## JOB
Return each line of the records with nothing changed, pictures excepted.
*-*-*
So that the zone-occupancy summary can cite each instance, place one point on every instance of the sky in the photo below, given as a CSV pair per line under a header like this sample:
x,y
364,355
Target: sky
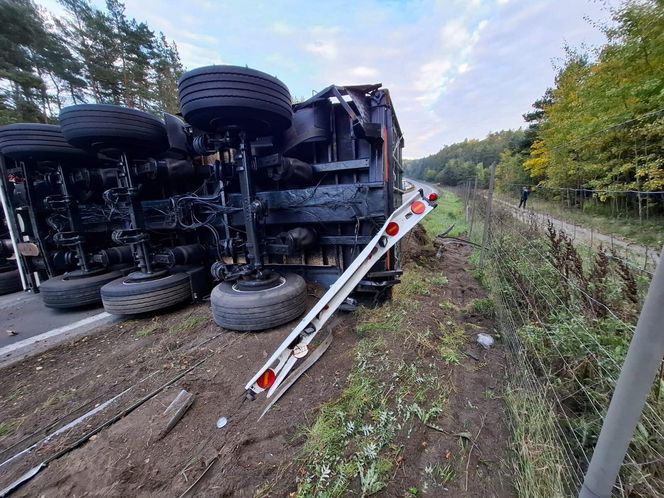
x,y
455,69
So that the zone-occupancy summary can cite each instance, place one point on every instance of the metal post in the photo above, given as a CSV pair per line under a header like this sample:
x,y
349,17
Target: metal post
x,y
14,232
472,210
487,220
636,376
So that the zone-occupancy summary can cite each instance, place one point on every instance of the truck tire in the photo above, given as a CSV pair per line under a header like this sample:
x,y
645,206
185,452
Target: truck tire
x,y
126,296
213,98
251,311
103,126
40,142
74,290
10,280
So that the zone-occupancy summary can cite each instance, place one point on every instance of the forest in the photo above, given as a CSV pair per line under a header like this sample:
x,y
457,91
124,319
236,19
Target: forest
x,y
87,56
601,125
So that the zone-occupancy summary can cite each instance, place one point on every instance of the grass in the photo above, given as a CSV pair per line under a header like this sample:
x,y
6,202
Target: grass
x,y
7,427
190,322
353,445
539,457
485,307
649,233
147,330
449,212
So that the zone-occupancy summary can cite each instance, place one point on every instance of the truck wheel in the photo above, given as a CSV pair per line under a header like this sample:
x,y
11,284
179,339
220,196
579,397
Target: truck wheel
x,y
104,126
41,142
255,310
10,280
216,97
75,289
133,295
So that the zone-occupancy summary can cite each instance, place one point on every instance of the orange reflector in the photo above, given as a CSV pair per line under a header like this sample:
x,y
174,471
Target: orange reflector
x,y
392,229
266,379
417,207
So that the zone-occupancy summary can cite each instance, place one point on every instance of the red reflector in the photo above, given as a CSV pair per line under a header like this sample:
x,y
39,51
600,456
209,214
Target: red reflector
x,y
266,379
417,207
392,229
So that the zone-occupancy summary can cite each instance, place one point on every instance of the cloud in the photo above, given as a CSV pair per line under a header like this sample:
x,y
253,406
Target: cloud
x,y
328,50
364,72
455,69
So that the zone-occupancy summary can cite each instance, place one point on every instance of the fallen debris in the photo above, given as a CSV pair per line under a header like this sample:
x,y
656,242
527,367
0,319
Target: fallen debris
x,y
176,410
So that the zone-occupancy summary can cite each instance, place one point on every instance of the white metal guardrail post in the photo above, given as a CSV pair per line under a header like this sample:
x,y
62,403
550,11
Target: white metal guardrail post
x,y
644,357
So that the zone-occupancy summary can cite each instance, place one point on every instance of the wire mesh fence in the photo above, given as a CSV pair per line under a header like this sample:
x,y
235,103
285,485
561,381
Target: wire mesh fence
x,y
567,309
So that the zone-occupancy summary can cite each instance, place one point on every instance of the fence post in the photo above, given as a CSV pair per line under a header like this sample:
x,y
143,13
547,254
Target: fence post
x,y
487,219
472,210
644,356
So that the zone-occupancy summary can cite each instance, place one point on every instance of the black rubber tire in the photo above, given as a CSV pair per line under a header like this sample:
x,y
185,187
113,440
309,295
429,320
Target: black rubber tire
x,y
213,98
10,280
126,297
251,311
40,142
103,126
62,292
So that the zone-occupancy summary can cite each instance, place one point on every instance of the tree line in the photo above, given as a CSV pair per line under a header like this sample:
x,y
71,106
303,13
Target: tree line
x,y
601,126
87,55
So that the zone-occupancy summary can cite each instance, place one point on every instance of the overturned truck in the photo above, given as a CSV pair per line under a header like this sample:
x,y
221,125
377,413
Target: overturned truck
x,y
114,205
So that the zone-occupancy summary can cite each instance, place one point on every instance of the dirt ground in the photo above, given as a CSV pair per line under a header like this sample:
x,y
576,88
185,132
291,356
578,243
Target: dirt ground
x,y
246,457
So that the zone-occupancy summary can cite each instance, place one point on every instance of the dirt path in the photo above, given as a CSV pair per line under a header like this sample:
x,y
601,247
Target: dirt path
x,y
645,256
246,458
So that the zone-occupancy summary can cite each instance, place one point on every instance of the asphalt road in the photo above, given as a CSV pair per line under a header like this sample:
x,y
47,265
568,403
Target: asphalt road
x,y
27,326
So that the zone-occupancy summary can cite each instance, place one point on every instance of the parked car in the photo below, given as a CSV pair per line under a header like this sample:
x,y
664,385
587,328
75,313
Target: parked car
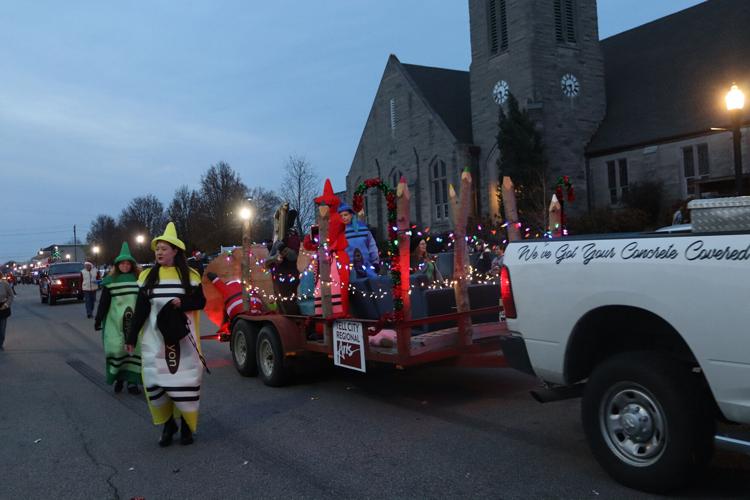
x,y
61,281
*-*-*
## RESPONSE TO THIS EXERCISE
So that the zone-occupancy summary can cite each instance, place one point on every instance of the sky in the photo below, given as a CSV pair per line under a header like this sample:
x,y
364,355
Target: sky
x,y
455,69
So that the zone-occupancy summary can cite each instance, place one point on every instance of the metal post in the photo above, given as a CSV pair per line under a header like this sample:
x,y
349,17
Target: metal post
x,y
14,232
472,210
487,220
636,376
So that the zone-occupancy summary can cite each instance, place one point on every instance of the truck tire in the photo above, given as a CSV pair per line under a header like this sample:
x,y
645,206
185,452
Target: truck tire
x,y
126,296
213,98
251,311
103,126
40,142
74,290
10,280
So that the zone-occupancy summary can cite each instance, place one point on every instance of the forest in the photo above, given as a CSV pair per line under a header like this sample:
x,y
457,91
124,319
236,19
Target: forest
x,y
87,56
601,125
So that the zone-occupancy summary can cite each instance, place one point on every instance of the grass in the photo above, given as a CSV pair per line under a header like this sample:
x,y
6,202
Target: grass
x,y
7,427
190,322
353,445
539,457
485,307
649,233
147,330
449,212
So that the zone-occupancy summary can cite each instance, place one point on every instance of the truck wheel in the photo above, given as a CSV pair per line under a header like this sample:
x,y
11,284
179,339
220,196
579,397
Target: truck wheel
x,y
104,126
41,142
255,310
10,280
216,97
75,289
133,295
So that the zone-occupancy summary can cite each instance, place one point on every instance of the orange reflector in the photo above, given as a CSV pair per line under a header like this sample:
x,y
174,471
Target: orange reflector
x,y
392,229
266,379
417,207
So that the zone-occupancy summary can cite each instance, place one point on every instance of the red reflector in the photo above, given as a CSV pair per line under a header like this sample:
x,y
39,51
600,456
209,214
Target: red reflector
x,y
266,379
417,207
392,229
So that the zone-occupancy summary can cite each instance, place one point on every instance of the cloud in the photo above, given as a CSV pair per line under a header like this sample:
x,y
253,406
Target: cloud
x,y
328,50
364,72
455,69
So that the zone-occupancy summary can cite each instance, place one point on every instance of the fallen debris in the photo above, given as a CSV pair per line under a header like this sample:
x,y
656,242
527,367
0,319
Target: fallen debris
x,y
176,410
So that the zone-occupancy summary can cite each instance, place one point on every instance of the white metal guardrail post in the photo above, given as a CSV pair per line under a header like this sample:
x,y
62,403
550,11
Target: white metal guardrail post
x,y
644,357
So that the zone-occupancy summary can cite each instance, place one point on every instance of the wire mesh fence in the photo above, given as a CSV pair per line under a header like this sample:
x,y
235,103
285,485
561,381
Target: wire mesh fence
x,y
567,309
So that the zone-occupancy summary can cite each instance, place one point on every instance of the fence post in the photo above, given as a CSV pair per line under a header like this sample:
x,y
143,13
547,254
Target: fence post
x,y
487,219
472,210
644,356
So that the zone-occupancy summary can cite each instance, place one point on every instance of the black rubber tire in the photo above, given as a CSV pair per line under a header like this sample:
x,y
185,187
113,440
309,295
429,320
Target: black rubber tire
x,y
213,98
10,280
126,297
251,311
40,142
103,126
62,292
So that the zone-occupancy summary can cite each instance, place one point on every instance of the tree line in the photo above, given as a CSV pair per line under a header like this sample:
x,y
71,106
303,13
Target: tree line
x,y
601,126
87,55
So that the zone-occupancy summary can cite each instance, place one point on every instance of the overturned truck in the photo above, given as a CSV pair per line under a header like this sample:
x,y
221,125
377,413
Target: overturned truck
x,y
114,205
So that the zone-occupancy summary can cite each instance, place one point on every instance of the dirt ground in the photo above, given as a CSV pair per line under a header like this sample:
x,y
576,88
185,132
291,356
578,243
Target: dirt ground
x,y
246,457
So that the zone-occupancy summary can cite each instance, place one point on every instance of the dirt path in the photo above, given as a CSV pair per line under a header like this sample:
x,y
601,247
Target: dirt path
x,y
645,256
246,458
So that the zone-occupancy summary can cite each instance, place one point on every instance of the asphalt road in the photo above, given as a CSV pair per line under a header like this sample:
x,y
47,265
568,403
Target: asphalt road
x,y
27,326
So that the zone-occupancy summary can cite each instance, place one point on every instance of the parked car in the photo below, given as a CSV pair per line under a header like this sample:
x,y
664,385
587,328
75,313
Target: parked car
x,y
61,281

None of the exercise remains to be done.